*Exercise brief*
From the listing below, pull out every line that contains the string "blue" and copy each one in full. Match case exactly.

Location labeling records
-*-
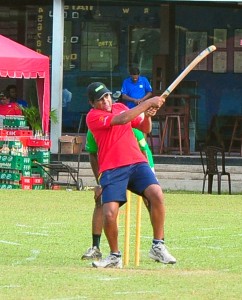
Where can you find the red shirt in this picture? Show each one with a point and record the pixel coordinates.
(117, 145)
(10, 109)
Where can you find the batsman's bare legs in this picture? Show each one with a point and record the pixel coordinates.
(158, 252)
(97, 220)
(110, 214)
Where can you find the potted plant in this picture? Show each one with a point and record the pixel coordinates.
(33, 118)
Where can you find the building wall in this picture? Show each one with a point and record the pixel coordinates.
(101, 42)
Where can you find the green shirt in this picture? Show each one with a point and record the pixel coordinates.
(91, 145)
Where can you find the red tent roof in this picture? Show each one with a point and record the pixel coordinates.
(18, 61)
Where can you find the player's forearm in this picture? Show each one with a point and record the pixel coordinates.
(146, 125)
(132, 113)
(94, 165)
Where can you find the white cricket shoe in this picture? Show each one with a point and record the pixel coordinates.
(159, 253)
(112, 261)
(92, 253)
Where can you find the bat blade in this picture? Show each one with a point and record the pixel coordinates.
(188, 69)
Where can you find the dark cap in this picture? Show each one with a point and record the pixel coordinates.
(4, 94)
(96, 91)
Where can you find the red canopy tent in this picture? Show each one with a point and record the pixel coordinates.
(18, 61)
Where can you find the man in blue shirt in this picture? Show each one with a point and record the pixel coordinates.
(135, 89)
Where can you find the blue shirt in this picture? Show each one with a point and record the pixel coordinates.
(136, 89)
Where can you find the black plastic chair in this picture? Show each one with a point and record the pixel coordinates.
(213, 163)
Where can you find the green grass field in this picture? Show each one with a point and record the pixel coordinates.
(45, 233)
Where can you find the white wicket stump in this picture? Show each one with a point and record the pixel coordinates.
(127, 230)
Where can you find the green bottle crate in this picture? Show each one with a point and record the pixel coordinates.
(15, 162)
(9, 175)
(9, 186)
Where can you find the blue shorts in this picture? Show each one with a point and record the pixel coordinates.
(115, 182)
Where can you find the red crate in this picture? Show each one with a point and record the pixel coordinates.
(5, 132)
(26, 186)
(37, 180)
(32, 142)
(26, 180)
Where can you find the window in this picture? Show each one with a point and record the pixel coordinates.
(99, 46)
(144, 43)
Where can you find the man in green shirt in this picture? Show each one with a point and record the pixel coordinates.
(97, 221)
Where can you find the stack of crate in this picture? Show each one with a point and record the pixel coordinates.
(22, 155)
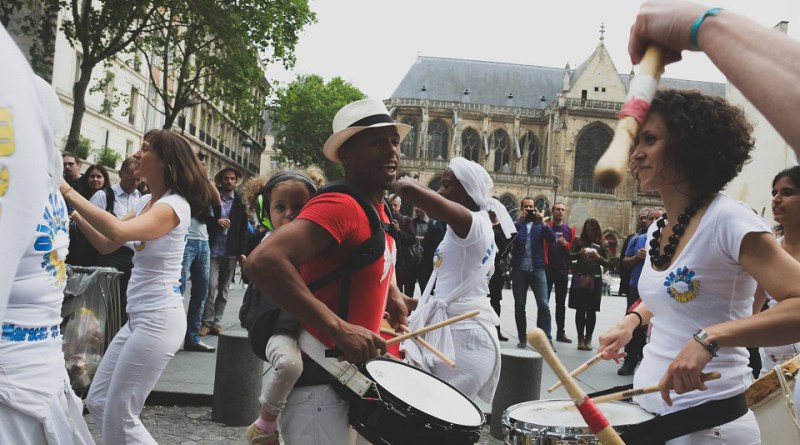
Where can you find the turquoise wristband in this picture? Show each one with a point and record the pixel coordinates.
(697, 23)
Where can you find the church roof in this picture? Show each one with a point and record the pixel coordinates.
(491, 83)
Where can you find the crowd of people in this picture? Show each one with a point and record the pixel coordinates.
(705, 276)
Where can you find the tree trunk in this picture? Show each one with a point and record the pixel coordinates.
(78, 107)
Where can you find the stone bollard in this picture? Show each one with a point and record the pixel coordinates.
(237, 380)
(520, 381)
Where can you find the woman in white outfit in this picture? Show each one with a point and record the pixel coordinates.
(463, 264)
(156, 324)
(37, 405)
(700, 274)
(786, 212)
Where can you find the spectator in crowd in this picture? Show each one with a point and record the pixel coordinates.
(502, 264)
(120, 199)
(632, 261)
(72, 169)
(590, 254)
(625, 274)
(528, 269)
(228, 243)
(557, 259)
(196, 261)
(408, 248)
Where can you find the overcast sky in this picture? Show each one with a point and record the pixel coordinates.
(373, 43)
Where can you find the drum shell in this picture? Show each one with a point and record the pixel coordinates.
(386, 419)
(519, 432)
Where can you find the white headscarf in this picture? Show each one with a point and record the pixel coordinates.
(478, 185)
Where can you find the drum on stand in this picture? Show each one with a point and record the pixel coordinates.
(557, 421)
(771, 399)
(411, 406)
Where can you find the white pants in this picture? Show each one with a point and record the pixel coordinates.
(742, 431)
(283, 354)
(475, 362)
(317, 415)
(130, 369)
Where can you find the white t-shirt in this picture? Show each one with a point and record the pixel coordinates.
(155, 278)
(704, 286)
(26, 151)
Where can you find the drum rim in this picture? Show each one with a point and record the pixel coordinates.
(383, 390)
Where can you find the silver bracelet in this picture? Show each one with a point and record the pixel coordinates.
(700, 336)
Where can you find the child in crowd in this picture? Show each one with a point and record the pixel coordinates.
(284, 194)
-*-
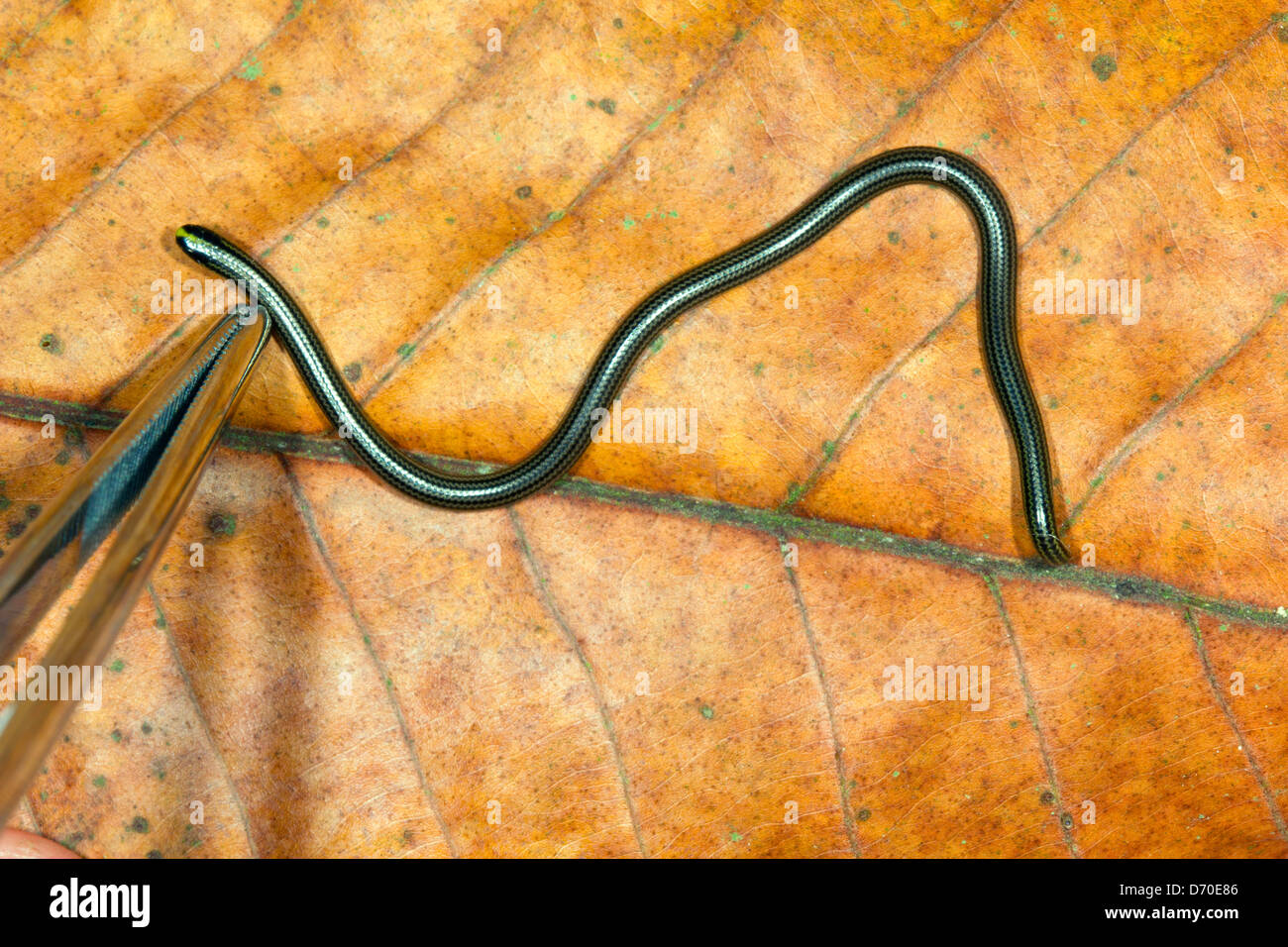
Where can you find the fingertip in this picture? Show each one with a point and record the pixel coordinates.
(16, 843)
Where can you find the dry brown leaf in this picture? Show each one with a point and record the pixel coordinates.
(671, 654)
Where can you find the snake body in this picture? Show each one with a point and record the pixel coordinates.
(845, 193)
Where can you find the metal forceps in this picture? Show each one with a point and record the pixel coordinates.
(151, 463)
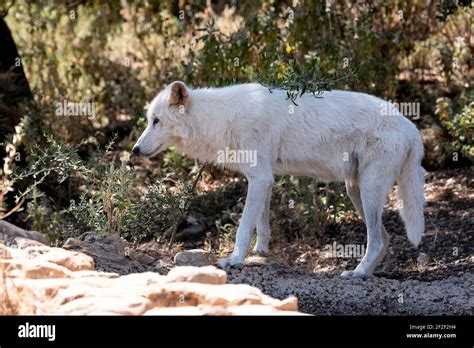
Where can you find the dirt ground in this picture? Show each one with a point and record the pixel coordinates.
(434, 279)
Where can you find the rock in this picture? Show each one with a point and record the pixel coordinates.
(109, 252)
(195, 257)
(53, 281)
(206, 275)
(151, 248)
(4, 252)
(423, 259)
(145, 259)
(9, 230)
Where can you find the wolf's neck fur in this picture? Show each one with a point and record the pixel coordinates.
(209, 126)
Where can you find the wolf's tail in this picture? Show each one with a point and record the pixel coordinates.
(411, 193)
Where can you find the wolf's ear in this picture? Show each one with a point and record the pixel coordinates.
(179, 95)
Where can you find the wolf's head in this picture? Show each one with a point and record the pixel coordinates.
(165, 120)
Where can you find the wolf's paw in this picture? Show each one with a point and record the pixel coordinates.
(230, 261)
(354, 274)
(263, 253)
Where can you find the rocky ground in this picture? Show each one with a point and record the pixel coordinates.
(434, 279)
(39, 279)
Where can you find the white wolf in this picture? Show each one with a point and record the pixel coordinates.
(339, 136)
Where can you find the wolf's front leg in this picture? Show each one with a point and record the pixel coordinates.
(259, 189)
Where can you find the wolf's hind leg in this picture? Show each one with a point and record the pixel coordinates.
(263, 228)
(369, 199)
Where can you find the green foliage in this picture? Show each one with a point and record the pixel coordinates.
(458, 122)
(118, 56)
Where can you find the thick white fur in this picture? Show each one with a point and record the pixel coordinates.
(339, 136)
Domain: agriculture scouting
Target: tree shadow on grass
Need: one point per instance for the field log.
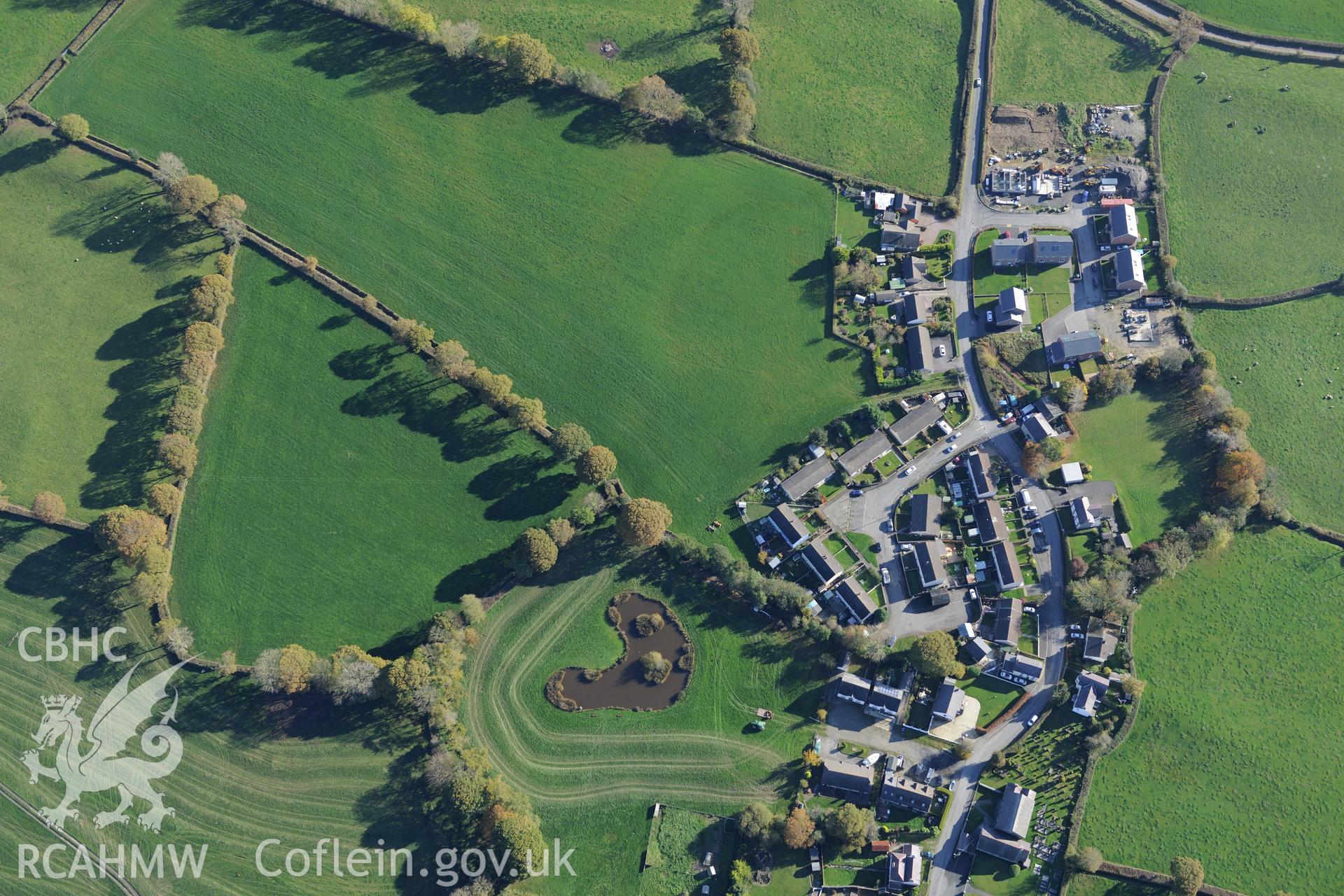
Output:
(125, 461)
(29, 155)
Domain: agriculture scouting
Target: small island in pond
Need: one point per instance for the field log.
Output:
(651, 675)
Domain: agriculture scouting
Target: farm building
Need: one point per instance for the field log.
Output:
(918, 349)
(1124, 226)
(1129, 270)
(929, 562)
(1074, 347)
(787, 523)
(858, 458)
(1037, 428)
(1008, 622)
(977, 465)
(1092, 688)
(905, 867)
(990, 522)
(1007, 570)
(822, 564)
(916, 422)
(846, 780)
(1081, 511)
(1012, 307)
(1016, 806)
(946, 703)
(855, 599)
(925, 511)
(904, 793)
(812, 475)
-*-
*Solution to the exercise*
Where can you find the man in blue shirt in this picture? Show each one with a point and record the pixel coordinates.
Where can you find the blue shirt in this picture? Show each one with a point and record the pixel coordinates.
Where can you find the blue shorts in this picture? Show each one with a point and record the pixel coordinates.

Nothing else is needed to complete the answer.